Region labeling entries
● ● ●

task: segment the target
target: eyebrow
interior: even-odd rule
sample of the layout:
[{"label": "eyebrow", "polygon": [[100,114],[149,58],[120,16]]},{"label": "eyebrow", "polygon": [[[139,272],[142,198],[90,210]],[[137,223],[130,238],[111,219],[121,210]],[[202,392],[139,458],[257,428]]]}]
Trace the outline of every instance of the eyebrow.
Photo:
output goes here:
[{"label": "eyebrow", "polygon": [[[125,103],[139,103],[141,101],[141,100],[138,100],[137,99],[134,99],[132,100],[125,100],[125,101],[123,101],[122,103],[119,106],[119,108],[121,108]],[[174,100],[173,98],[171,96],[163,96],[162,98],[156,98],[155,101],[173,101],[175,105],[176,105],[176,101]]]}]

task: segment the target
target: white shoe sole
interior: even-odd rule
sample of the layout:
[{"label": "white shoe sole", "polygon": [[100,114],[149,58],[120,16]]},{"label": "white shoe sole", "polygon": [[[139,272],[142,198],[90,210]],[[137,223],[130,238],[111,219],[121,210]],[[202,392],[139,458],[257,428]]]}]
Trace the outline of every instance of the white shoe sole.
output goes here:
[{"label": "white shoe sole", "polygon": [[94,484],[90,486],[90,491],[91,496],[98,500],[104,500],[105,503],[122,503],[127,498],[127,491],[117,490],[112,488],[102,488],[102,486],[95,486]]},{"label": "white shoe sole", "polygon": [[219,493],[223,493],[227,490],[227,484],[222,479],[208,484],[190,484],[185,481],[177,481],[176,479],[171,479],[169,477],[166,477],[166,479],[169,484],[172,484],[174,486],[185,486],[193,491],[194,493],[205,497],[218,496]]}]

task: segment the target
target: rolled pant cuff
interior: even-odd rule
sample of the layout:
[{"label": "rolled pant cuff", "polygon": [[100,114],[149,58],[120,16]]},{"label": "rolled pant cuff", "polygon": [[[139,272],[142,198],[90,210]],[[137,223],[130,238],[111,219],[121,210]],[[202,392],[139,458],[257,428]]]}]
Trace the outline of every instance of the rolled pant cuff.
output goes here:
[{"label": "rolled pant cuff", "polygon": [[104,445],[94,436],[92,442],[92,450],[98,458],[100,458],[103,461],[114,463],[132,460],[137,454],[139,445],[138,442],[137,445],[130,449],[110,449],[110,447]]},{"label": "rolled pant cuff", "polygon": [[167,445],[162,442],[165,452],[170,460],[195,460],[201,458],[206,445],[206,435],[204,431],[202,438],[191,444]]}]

● ● ●

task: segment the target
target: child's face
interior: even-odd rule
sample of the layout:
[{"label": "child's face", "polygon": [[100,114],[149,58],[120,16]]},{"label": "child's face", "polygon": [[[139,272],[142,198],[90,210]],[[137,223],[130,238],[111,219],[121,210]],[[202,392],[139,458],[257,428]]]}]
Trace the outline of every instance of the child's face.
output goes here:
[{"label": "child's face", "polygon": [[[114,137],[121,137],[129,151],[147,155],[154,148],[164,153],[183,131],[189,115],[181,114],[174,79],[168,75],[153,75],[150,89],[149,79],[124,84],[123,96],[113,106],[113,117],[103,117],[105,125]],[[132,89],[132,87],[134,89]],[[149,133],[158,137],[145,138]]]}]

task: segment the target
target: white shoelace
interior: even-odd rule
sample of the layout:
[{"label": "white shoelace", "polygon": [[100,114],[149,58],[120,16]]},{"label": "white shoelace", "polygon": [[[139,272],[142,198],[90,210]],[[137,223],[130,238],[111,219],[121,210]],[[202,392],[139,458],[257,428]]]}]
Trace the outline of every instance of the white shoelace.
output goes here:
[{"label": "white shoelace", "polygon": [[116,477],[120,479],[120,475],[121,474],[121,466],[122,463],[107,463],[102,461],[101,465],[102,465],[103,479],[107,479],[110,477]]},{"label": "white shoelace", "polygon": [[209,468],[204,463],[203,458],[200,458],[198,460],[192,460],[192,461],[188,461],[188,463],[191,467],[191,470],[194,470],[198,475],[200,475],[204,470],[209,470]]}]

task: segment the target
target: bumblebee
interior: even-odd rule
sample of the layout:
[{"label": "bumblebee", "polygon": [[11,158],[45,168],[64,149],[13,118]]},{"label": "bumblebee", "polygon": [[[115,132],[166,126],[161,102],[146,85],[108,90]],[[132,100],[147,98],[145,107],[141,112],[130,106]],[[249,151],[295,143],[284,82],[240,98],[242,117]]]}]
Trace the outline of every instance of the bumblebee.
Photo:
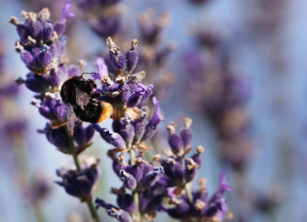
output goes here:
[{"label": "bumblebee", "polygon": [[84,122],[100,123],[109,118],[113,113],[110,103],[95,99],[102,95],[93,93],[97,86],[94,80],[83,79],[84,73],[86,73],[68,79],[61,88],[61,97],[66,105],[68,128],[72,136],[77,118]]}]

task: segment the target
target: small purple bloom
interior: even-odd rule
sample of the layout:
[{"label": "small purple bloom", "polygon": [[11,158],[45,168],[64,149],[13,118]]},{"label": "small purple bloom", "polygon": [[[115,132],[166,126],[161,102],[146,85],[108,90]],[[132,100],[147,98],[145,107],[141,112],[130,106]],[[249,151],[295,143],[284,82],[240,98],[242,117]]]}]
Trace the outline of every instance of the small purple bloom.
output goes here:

● ● ●

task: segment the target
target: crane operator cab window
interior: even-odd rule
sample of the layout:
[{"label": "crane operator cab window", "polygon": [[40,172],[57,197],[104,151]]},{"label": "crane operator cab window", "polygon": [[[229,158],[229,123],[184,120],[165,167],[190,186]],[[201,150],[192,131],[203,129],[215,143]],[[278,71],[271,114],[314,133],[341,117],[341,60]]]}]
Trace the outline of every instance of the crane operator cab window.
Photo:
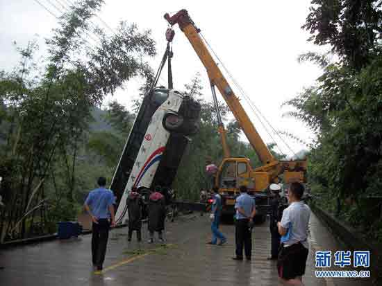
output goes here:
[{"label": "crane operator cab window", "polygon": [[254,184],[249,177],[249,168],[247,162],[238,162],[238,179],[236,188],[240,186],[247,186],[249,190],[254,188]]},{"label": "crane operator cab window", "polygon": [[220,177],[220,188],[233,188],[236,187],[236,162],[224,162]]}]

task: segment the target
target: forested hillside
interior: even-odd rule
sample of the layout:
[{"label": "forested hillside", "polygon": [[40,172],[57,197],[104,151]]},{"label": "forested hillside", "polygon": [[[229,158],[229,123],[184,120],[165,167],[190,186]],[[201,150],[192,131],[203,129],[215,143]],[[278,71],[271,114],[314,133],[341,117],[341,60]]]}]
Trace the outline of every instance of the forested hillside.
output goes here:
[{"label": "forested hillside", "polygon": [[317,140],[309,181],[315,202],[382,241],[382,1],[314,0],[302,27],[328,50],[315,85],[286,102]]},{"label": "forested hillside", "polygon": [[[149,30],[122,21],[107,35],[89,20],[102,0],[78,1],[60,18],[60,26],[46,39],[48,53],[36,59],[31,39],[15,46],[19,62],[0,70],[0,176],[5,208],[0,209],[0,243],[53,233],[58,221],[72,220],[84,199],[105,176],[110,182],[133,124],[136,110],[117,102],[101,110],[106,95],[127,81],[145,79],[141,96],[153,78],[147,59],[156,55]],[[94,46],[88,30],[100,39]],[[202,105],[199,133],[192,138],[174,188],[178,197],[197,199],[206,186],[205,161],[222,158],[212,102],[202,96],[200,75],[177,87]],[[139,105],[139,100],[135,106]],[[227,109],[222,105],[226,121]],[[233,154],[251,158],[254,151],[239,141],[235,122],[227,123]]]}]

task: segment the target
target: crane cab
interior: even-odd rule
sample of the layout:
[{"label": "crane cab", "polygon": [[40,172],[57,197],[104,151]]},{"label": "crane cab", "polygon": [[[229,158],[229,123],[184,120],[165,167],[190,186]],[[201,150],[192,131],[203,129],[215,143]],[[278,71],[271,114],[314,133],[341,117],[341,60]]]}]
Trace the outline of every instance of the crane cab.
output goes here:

● ● ●

Which lines of the listing above contain the string "shoelace", with case counting? Return each of them in full.

→ **Exercise output**:
target: white shoelace
[{"label": "white shoelace", "polygon": [[100,114],[149,58],[120,16]]},{"label": "white shoelace", "polygon": [[[139,272],[142,198],[90,210]],[[137,223],[130,238],[111,219],[121,210]],[[202,392],[139,458],[257,428]]]}]
Trace the outline of every instance of the white shoelace.
[{"label": "white shoelace", "polygon": [[116,477],[120,479],[120,475],[121,474],[121,466],[122,463],[107,463],[102,461],[101,465],[102,465],[103,479],[107,479],[110,477]]},{"label": "white shoelace", "polygon": [[209,468],[204,463],[203,458],[200,458],[198,460],[192,460],[192,461],[188,461],[188,463],[191,467],[191,470],[194,470],[198,475],[200,475],[204,470],[209,470]]}]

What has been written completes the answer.